> **Task set**
A. Which countries are named in the travel ban excerpt? List each one once.
B. Can you print the part of the travel ban excerpt starting with "The ban affects" and going on through "dangerous for science.", word for word?

═════ Excerpted passage

The ban affects more researchers from Iran and Iraq than from the other five countries, in part because more Iranians and Iraqis come to the United States every year on the types of visas given to scientists. In the 2015 fiscal year, there were 847 Iraqis and 820 Iranians here on a J1 visa, which is given to postdocs and medical residents, while there were only 122 from Syria, and even fewer from the other countries.

“About 50 percent of our members are located outside of the US; the reason for this is that science is global,” said Stefano Bertuzzi, executive director of the American Society for Microbiology, who was adamant that his organization is nonpartisan and willing to work with the new administration. But to him, the travel ban sends a message that is dangerous for science.

“You can’t find all your expertise in one country, even in a country that is the size of a continent, like the United States,” he said. “Our work is on preventing, curing, and diagnosing infectious diseases. If we don’t work together on that, the whole society will collapse, or at least take a big hit.”

══════════
═════ Data listing

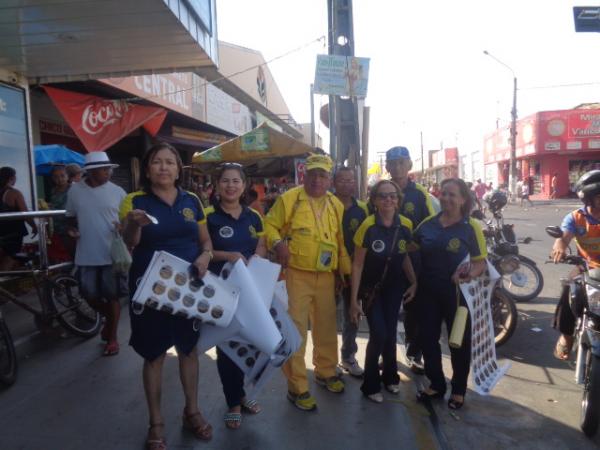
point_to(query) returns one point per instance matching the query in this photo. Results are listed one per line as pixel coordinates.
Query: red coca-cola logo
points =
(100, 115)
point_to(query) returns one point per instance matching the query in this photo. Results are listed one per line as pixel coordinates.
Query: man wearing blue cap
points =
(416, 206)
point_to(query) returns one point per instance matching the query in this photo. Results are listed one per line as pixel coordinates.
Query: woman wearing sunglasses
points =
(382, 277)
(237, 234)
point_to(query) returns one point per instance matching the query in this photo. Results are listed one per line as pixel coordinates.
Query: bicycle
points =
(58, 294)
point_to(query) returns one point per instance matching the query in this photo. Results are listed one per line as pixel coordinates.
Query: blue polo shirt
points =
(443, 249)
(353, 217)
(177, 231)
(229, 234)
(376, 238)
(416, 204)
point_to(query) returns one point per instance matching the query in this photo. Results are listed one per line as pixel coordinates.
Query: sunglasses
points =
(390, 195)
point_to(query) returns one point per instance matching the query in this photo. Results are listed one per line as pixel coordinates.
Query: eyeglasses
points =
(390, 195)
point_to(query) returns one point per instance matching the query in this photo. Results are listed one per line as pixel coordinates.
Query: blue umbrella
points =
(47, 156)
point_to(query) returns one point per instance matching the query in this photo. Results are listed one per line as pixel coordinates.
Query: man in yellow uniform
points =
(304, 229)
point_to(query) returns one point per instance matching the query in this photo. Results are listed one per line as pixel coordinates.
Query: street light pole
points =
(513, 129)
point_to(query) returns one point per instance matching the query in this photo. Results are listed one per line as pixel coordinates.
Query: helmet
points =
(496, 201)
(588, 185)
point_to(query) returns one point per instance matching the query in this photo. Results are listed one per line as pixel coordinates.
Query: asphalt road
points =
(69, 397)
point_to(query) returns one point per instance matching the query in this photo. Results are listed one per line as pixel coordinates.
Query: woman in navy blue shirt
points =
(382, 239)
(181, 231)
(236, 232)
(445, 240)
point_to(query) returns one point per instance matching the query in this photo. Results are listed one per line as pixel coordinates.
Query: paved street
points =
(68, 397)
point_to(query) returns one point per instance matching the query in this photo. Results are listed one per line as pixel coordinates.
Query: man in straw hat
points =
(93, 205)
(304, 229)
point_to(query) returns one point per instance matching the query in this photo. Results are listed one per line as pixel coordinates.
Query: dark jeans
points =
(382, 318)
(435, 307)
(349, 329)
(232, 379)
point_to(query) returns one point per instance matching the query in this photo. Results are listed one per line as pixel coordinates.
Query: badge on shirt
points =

══════════
═════ Data listing

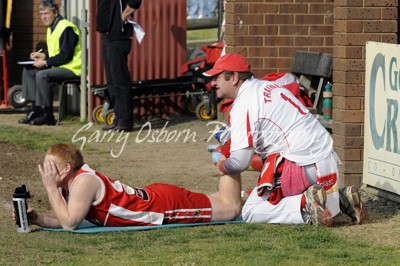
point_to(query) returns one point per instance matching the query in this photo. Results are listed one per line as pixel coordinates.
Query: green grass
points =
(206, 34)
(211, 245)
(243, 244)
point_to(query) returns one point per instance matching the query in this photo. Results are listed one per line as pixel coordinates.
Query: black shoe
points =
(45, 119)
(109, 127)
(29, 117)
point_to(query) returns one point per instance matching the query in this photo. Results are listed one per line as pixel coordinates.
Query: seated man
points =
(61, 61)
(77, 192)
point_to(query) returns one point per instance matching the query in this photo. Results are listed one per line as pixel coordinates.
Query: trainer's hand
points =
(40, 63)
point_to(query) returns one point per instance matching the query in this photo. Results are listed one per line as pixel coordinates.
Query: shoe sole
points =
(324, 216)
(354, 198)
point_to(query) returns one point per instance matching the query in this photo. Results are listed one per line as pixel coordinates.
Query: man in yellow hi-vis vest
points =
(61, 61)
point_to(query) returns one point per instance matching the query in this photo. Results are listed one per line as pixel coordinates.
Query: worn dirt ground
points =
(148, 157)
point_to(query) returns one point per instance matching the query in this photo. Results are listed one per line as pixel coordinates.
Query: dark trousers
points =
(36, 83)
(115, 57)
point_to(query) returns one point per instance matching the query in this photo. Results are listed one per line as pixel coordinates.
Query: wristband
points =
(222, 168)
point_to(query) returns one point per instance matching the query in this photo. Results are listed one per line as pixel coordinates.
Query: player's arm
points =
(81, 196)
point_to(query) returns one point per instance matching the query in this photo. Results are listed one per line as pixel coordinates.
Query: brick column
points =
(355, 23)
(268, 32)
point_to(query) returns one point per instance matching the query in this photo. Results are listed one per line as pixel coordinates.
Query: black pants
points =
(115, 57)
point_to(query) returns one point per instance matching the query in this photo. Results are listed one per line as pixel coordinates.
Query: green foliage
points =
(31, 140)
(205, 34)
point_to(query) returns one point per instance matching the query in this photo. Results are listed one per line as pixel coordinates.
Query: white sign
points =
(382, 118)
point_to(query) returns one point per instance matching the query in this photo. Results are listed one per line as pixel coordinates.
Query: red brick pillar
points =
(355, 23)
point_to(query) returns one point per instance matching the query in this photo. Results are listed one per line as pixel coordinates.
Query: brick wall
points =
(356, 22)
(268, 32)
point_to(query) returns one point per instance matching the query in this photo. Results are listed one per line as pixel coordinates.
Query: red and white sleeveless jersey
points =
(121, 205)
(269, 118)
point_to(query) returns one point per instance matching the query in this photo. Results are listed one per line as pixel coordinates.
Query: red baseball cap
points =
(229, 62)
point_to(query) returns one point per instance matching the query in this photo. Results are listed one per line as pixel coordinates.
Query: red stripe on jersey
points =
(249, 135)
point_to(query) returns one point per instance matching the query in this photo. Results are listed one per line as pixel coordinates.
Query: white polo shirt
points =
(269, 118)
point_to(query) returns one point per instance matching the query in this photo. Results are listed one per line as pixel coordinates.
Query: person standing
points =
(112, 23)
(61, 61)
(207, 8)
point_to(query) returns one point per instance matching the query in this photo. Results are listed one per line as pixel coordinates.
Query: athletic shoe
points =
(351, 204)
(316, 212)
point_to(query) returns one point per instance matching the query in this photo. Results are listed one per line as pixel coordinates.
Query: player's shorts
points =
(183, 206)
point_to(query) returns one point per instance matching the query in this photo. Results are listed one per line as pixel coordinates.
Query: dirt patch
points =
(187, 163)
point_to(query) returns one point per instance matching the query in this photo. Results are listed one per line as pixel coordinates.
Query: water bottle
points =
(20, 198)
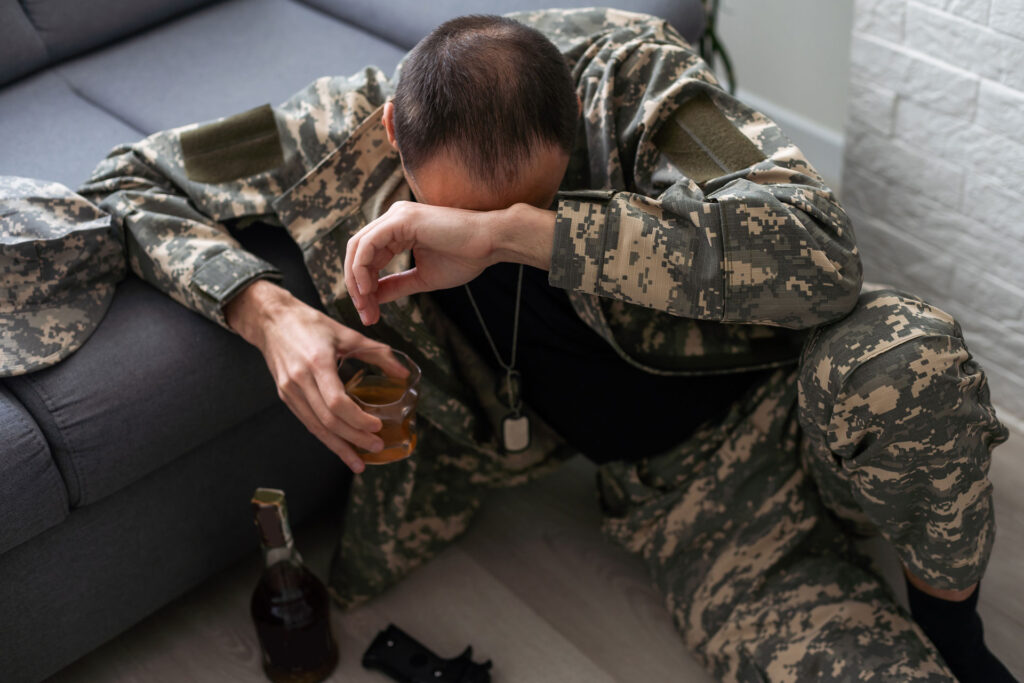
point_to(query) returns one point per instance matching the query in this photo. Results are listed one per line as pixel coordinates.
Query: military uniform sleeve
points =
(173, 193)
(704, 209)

══════════
═════ Data listing

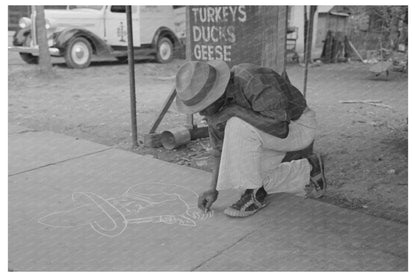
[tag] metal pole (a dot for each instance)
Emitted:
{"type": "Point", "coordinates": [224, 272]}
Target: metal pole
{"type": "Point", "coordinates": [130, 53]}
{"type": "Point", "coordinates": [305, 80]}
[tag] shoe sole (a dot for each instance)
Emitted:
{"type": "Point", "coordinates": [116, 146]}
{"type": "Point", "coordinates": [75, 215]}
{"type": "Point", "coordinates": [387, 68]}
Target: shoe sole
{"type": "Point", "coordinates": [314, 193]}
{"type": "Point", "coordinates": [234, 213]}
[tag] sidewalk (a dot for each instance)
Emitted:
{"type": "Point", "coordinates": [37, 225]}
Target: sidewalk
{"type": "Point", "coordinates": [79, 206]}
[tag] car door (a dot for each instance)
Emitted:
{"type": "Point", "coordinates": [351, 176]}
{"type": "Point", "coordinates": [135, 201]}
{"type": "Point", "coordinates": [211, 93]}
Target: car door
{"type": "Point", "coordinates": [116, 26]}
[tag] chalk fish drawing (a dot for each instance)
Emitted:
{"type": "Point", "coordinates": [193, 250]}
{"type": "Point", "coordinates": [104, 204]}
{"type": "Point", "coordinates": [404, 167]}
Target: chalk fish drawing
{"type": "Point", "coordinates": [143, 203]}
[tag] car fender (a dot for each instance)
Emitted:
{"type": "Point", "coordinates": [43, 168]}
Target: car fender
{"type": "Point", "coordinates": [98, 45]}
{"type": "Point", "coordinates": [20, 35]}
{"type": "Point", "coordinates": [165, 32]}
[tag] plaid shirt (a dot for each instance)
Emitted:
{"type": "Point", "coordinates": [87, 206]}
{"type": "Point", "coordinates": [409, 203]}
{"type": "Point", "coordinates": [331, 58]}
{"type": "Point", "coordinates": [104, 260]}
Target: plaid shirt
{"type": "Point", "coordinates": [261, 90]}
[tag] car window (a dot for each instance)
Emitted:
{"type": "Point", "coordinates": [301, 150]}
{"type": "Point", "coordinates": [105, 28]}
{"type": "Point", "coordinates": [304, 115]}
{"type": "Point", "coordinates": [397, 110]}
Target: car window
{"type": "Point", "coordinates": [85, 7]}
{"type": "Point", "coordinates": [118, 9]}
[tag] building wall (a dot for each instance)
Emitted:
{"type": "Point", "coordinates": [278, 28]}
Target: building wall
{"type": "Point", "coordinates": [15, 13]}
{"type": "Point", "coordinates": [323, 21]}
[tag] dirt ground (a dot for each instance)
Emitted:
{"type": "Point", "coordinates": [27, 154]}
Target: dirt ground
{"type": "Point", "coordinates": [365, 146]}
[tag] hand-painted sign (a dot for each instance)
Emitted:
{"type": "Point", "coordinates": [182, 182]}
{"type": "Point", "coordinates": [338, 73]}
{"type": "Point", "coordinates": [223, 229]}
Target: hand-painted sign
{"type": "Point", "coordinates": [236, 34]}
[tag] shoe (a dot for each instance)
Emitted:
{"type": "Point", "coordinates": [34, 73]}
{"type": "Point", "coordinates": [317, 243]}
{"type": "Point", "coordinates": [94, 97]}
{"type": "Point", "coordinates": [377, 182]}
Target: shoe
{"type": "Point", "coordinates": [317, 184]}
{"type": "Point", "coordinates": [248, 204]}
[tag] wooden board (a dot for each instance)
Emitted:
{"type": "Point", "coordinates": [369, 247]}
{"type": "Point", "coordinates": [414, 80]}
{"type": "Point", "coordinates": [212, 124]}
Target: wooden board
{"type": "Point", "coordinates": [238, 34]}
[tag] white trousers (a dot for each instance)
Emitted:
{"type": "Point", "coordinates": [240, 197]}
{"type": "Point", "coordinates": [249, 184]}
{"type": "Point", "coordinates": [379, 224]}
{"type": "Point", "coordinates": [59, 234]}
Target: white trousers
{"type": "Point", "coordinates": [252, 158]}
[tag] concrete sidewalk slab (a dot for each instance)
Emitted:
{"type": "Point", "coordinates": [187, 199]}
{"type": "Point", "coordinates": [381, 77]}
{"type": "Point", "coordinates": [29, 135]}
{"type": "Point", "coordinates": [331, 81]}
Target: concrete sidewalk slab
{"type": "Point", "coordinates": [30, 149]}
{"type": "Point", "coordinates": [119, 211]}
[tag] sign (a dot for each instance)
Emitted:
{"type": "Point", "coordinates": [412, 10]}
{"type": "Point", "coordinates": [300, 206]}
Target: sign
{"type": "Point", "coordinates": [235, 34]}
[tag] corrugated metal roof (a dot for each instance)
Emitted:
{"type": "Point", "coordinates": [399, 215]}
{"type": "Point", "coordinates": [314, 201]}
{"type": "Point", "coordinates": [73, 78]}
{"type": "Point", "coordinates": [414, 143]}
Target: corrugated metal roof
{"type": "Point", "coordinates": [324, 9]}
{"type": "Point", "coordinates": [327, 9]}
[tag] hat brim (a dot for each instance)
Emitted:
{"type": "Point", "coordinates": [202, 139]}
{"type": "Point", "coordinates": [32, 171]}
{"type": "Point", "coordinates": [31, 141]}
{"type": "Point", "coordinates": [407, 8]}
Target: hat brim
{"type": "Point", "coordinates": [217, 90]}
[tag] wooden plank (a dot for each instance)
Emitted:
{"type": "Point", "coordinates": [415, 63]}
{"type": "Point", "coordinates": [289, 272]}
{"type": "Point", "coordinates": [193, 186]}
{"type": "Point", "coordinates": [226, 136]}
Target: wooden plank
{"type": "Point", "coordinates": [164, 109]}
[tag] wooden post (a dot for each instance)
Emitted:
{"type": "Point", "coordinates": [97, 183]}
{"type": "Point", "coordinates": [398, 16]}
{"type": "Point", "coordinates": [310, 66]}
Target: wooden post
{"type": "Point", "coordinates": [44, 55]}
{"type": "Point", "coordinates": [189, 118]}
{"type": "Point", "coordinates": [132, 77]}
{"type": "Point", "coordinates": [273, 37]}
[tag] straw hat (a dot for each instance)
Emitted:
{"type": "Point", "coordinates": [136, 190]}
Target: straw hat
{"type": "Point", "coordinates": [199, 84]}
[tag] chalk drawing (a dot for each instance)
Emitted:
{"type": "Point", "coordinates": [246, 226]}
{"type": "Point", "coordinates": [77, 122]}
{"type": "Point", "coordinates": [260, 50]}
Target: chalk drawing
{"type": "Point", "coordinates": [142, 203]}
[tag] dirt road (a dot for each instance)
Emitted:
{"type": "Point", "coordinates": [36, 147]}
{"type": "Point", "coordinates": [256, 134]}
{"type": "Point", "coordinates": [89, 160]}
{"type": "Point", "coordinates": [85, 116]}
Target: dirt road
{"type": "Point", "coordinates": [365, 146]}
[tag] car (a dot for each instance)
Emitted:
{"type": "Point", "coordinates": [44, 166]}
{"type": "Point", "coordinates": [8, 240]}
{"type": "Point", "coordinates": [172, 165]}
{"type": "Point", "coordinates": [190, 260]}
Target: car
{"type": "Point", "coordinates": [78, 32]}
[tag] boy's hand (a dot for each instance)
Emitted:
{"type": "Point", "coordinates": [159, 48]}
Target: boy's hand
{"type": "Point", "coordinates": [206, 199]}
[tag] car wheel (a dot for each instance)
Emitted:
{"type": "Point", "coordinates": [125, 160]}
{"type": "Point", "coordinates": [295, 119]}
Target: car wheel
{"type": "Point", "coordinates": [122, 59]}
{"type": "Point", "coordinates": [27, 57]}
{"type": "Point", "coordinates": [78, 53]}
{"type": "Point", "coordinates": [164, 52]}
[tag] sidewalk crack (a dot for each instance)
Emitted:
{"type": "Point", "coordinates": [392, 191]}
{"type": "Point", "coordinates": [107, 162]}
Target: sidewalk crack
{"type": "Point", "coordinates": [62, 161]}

══════════

> **Solution set**
A. Iran, Iraq, the United States, Syria

B.
The ban affects more researchers from Iran and Iraq than from the other five countries, in part because more Iranians and Iraqis come to the United States every year on the types of visas given to scientists. In the 2015 fiscal year, there were 847 Iraqis and 820 Iranians here on a J1 visa, which is given to postdocs and medical residents, while there were only 122 from Syria, and even fewer from the other countries.

“About 50 percent of our members are located outside of the US; the reason for this is that science is global,” said Stefano Bertuzzi, executive director of the American Society for Microbiology, who was adamant that his organization is nonpartisan and willing to work with the new administration. But to him, the travel ban sends a message that is dangerous for science.